* [EXERCISE BRIEF]
Rewrite the items from the start through the line containing "[[126, 280, 198, 292]]", switching "whisker" to "nose" and leaving everything else unchanged.
** START OF DATASET RECORDS **
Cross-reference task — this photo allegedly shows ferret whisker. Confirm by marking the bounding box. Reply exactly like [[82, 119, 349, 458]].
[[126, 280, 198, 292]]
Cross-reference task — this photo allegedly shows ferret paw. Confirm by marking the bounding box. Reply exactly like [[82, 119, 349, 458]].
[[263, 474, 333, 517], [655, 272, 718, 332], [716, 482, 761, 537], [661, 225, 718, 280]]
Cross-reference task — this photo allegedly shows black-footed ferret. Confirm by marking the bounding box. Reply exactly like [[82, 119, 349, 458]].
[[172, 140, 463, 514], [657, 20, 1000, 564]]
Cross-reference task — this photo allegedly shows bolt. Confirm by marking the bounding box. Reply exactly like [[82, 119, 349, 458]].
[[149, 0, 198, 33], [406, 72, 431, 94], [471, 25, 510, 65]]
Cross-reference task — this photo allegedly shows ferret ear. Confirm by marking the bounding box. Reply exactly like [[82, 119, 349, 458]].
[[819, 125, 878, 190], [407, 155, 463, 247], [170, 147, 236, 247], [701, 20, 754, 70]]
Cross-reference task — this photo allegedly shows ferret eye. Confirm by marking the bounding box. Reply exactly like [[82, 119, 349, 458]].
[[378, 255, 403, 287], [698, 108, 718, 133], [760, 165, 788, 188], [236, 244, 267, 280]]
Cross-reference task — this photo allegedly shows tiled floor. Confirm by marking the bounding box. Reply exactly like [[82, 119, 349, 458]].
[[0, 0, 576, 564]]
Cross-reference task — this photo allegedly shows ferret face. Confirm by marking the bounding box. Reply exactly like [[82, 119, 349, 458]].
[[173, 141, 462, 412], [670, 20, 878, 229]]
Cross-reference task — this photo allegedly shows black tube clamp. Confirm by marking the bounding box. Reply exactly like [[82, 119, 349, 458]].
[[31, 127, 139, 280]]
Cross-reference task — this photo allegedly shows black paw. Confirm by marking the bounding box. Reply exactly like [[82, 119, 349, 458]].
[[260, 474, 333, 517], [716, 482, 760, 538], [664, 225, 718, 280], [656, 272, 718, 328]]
** END OF DATASET RECORDS **
* [SOLUTION]
Cross-reference task — this photo allegedly shows ferret nose. Confirm by marking the bounding box. Reply exactly like [[82, 119, 349, 458]].
[[126, 280, 198, 292]]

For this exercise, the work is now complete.